Podany tekst:

Skyfall - nowy Bond

Najsłynniejszy agent znów rusza do akcji. Jego zapierające dech przygody świat śledzi dokładnie pół wieku – pisze Barbara Hollender

Publikacja: 04.10.2012 16:50

Skyfall - nowy Bond

Foto: materiały prasowe

Na 26 października zaplanowano premierę 23. filmu o Jamesie Bondzie „Skyfall". Do pisarzy-weteranów Neila Purvisa i Roberta Wade'a dołączył John Logan, scenarzysta „Aviatora", „Gladiatora" i „Koriolana", reżyseruje twórca „American Beauty" Sam Mendes, obok Daniela Craiga występują Javier Bardem i Ralph Fiennes. Projekt utrzymywany był, jak wszystkie filmy tej serii, w tajemnicy. Ale premiera nowej bondowskiej piosenki w wykonaniu Adele odbędzie się już jutro. Dokładnie 50 lat od chwili, gdy na ekrany wszedł „Dr No".

Dla naszych czytelników mamy 2 podwójne zaproszenia  na weekend z Jamesem Bondem w Cinema City Mokotów w Warszawie - szczegóły niżej

Ian Fleming, potomek zamożnej, brytyjskiej rodziny, absolwent Eton, był dziennikarzem, a w czasie II wojny światowej pracował dla wywiadu brytyjskiego. Potem kupił dom na Jamajce, osiadł w nim i zaczął pisać powieści o szpiegu walczącym z wywiadem rosyjskim. Jego imię i nazwisko – James Bond – pożyczył od angielskiego ornitologa, bo cenił jego książkę „Ptaki Indii Zachodnich". A skąd wzięło się 007? W brytyjskim MI6 oznaczało to agenta z „licencją na zabijanie". Fleming okazał się świetnym autorem. Potrafił pisać i budować napięcie, miał bujną wyobraźnię, a wiele szczegółów czerpał z własnej pamięci. Umarł w 1964 roku na zawał serca. Miał zaledwie 56 lat. Kino żywi się jego bohaterem do dzisiaj.

Bond antykomunista

Ponoć producentowi Albertowi Broccoli na początku lat 60. zaledwie 45 minut zajęło przekonanie szefa United Artists do realizacji pierwszego filmu o Bondzie – „Dr No". Potem, aż do końca lat 80., wytwórnia średnio co rok–dwa lata wprowadzała nowy obraz z agentem 007. Bond nosił świetnie skrojone garnitury, miał nienaganne maniery, jeździł drogimi samochodami i romansował z pięknymi kobietami.

W głównego bohatera wcielali się w tym czasie kolejno Sean Connery (6 razy), George Lazenby (1), Roger Moore (7), Timothy Dalton (2), zaś Broccoli nie żałowali pieniędzy na rozmach, zdjęcia w egzotycznych plenerach, a wreszcie na techniczne zabawki, które oddawali do dyspozycji ekranowemu szpiegowi.

Filmy z Bondem święciły sukcesy na Zachodzie, za żelazną kurtyną ich wyświetlanie było zakazane przez cenzurę. Nic dziwnego, w końcu agent 007 był antykomunistą.

Zapisane dane:
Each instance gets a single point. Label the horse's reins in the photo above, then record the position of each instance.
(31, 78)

Polecenia:
**A.** Odpowiedz krótko na pytania do artykułu o Jamesie Bondzie:
(i) Na jaki dzień zaplanowano premierę filmu „Skyfall"?
(ii) Gdzie Ian Fleming kupił dom, w którym osiadł?
(iii) Ile razy w rolę Bonda wcielił się Roger Moore?
**B.** Na podstawie artykułu o Jamesie Bondzie wyjaśnij, dlaczego Fleming dał swojemu bohaterowi imię i nazwisko angielskiego ornitologa.
**C.** Pociągnij dalej artykuł o Jamesie Bondzie od miejsca, w którym się kończy.

Oczekiwane wyniki:
**A.**
(i) Na 26 października.
(ii) Na Jamajce.
(iii) Siedem razy.

**B.** Fleming pożyczył imię i nazwisko James Bond od angielskiego ornitologa, ponieważ cenił jego książkę „Ptaki Indii Zachodnich”.

**C.**
Bond antyterrorysta

Po upadku muru berlińskiego wydawało się, że walczący z Rosjanami agent nie będzie już miał roboty. Ale producenci nie mogli zrezygnować z bohatera, który przez lata obrósł legendą i znosił im złote jaja. Na ekranie pojawiły się kolejne cztery „Bondy", tym razem z Piercem Brosnanem w roli głównej. Były zrobione z przymrużeniem oka. W „GoldenEye" Rosja przestała być groźna, stała się raczej śmieszna.

Wkrótce jednak zorientowano się, że formuła walki Zachodu ze Wschodem już się nie sprawdza, scenariusze zaczęły więc mieć nowych czarnych bohaterów: potentata telewizyjnego, który dla własnej potęgi usiłuje wywołać konflikt między Ameryką i Chinami, terrorystę próbującego zapanować nad światowymi zasobami ropy.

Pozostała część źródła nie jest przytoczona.